Stored data:
▬▬▬▬▬▬▬▬▬▬

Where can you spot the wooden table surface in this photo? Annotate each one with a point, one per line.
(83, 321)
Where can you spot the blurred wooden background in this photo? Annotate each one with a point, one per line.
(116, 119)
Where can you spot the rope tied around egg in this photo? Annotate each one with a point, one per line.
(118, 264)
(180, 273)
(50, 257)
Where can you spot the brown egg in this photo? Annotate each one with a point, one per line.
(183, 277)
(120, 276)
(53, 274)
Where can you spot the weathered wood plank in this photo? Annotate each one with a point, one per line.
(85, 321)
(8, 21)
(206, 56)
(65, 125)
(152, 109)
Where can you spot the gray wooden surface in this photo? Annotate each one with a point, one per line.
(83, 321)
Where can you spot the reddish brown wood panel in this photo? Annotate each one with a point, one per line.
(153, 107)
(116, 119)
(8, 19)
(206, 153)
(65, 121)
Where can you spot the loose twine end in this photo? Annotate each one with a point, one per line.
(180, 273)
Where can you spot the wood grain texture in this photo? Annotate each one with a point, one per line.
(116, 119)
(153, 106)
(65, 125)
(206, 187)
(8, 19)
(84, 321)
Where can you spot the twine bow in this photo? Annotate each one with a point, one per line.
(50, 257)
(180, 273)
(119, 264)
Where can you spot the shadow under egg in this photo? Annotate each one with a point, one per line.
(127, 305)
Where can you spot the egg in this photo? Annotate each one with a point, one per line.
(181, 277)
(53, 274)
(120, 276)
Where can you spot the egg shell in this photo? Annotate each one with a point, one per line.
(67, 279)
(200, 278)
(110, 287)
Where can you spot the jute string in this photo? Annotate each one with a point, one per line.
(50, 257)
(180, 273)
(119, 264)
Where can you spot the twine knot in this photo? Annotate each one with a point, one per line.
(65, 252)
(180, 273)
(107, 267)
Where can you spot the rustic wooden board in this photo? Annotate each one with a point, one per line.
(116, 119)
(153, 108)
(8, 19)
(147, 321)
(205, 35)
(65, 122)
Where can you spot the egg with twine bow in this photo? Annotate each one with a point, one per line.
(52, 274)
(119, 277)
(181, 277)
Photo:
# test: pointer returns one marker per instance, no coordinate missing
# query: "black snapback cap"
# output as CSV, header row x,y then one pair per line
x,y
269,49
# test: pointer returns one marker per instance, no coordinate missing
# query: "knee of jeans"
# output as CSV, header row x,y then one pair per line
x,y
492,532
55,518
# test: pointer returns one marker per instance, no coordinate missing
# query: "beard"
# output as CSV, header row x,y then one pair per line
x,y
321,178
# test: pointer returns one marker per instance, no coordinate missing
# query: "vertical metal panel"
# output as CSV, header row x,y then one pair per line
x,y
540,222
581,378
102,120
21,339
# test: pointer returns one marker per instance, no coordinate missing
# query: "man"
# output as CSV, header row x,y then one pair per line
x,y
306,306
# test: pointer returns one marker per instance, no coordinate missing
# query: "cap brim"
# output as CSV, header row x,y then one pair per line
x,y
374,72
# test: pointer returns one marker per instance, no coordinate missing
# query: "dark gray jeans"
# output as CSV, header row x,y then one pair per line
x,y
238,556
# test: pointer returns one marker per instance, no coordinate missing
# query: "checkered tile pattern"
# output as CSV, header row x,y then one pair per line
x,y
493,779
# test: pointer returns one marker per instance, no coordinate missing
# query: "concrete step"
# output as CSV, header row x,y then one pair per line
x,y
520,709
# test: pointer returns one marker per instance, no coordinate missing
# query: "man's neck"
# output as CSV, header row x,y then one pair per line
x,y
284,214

▬▬▬▬▬▬▬▬▬▬

• _THE TASK_
Among the lines of the records above, count those containing the word "query", then give the number by itself.

• _SOLUTION_
10